> Passage to read
○ ○ ○ ○ ○
The Third Man is one of these phenomena. It is something that happens when people are placed in difficult circumstances, often when their very survival is at stake. Amazingly, despite the harrowing situations in which it often arises, most judge the experience to be valuable and positive for many, a life-affirming force. The Third Man Factor is an account both of physically amazing voyages and personal discovery at the extremes of human experience. The Third Man speaks to both the ways in which we are fundamentally alone, and to the ways that as humans we always contain the possibility of relationship with others. It reassures us that even in the worst of times, help may come.


CHAPTER ONE
The Third Man
R ON D I F RANCESCO WAS AT HIS DESK at Euro Brokers, a financial trading firm, on the eighty-fourth floor of the south tower of the World Trade Center in New York when the plane struck the north tower opposite him. It was 8:46 A.M. on September 11, 2001. There was a loud boom, and the lights in the south tower flickered. Grey smoke poured from the north tower. At impact, all the stairwells in the north tower became impassable from the ninety-second floor up, trapping 1,356 people. Some waved desperately for help. Most of those who worked at Euro Brokers started to evacuate the building, but DiFrancesco stayed. A few minutes later, a terse announcement was broadcast over the building’s public-address system. An incident had occurred in the other building, but, "Building Two is secure. There is no need to evacuate Building Two. If you are in the midst of evacuation, you may return to your office by using the re-entry doors on the re-entry floors and the elevators to return to your office. Repeat, Building Two is secure …" 1 DiFrancesco, a money-market broker originally from Hamilton, Ontario, telephoned his wife, Mary, to tell her that an airplane had hit the other tower, but that he was fine and intended to stay at work. "It was tower one that was hit, I’m in tower two," he told her. 2 He tried to focus his attention on the screens of financial data on his desk. Then a friend from Toronto called. "Get the hell out," he said. 3 They spoke briefly, then DiFrancesco agreed. He called a few major clients and his wife, Mary, again, to tell them of his change of plans. Then he began walking towards a bank of elevators.
○ ○ ○ ○ ○
In the excerpt about the Third Man, on which floor of the south tower was DiFrancesco working when the plane struck?
○ ○ ○ ○ ○
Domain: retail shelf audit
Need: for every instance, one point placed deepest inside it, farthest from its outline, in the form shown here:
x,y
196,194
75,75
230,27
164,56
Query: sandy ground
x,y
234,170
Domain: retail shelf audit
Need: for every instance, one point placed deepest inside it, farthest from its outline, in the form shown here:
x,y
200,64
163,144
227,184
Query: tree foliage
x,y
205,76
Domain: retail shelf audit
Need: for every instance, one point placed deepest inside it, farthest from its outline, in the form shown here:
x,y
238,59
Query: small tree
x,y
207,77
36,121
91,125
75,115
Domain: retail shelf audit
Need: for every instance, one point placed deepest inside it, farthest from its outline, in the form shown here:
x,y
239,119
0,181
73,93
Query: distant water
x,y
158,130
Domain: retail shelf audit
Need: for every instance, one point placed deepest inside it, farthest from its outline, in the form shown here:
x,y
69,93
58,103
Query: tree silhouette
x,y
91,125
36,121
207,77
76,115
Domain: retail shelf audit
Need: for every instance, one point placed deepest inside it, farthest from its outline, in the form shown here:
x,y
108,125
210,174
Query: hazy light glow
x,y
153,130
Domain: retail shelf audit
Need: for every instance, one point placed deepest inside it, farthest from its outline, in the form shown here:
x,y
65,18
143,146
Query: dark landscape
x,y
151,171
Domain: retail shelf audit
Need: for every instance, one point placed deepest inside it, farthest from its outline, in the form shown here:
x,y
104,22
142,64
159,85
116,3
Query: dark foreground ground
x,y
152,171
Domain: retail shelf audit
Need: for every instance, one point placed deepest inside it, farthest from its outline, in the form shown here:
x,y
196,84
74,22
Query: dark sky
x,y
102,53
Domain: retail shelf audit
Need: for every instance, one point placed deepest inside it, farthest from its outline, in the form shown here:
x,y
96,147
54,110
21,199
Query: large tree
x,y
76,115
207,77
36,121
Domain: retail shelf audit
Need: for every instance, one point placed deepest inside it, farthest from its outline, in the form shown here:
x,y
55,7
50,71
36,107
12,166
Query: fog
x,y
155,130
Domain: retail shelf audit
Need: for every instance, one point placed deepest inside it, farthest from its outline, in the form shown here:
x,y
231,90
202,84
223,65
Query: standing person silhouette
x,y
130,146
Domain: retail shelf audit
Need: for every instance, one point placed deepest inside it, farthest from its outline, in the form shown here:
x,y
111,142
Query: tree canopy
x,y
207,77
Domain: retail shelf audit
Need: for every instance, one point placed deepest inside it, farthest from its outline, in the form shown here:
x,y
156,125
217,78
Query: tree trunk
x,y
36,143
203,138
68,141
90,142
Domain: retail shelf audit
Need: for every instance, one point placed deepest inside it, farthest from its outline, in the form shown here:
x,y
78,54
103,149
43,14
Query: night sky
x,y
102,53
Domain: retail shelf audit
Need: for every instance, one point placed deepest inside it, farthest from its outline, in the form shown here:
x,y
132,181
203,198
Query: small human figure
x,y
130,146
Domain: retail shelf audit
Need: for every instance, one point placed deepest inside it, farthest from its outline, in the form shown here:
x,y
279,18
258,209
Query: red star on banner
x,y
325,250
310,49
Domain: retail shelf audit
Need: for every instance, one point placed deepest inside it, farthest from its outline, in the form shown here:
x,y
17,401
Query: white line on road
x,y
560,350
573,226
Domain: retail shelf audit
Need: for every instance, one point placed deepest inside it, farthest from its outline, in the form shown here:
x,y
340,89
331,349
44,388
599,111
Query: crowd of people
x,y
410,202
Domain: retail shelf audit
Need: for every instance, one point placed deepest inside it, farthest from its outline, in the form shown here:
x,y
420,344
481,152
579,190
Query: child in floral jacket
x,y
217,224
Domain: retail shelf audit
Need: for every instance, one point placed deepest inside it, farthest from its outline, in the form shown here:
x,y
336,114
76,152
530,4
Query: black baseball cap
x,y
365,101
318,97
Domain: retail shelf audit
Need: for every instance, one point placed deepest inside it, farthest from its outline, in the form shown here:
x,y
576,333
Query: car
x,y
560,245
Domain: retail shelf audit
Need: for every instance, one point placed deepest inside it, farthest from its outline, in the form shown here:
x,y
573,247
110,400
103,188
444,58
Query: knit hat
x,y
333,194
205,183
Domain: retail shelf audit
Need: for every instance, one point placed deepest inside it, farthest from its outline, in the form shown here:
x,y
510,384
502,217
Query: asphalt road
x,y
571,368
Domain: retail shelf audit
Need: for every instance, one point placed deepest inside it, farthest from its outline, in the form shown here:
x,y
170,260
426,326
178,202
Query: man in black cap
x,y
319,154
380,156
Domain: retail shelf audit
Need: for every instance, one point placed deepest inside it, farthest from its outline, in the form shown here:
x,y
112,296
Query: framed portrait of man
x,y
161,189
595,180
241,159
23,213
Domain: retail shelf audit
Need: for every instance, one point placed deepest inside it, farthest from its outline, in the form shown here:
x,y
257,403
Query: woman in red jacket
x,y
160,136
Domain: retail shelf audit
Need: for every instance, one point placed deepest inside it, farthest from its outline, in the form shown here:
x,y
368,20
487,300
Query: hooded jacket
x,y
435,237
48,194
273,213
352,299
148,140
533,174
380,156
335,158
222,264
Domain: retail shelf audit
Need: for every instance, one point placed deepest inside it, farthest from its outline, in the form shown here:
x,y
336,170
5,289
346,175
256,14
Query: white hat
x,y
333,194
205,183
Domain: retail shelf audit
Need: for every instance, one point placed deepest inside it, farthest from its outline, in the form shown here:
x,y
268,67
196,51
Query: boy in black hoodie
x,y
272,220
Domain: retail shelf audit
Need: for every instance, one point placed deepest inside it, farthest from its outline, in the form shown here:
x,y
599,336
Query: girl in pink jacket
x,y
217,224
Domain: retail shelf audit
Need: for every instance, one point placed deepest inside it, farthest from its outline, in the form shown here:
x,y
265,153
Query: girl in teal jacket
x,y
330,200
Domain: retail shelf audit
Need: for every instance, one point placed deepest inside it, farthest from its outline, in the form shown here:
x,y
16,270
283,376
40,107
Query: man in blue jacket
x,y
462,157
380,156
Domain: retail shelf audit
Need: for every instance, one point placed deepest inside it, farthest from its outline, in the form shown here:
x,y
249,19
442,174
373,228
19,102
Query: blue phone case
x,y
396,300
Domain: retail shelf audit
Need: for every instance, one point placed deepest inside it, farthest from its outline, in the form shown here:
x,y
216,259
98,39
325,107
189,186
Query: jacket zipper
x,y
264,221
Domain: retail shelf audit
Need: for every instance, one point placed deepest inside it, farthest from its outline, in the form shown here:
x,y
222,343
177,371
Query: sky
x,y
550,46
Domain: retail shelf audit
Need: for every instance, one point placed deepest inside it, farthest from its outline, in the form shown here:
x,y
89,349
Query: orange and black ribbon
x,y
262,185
○ ○ ○ ○ ○
> Output for this exercise
The eighty-fourth floor.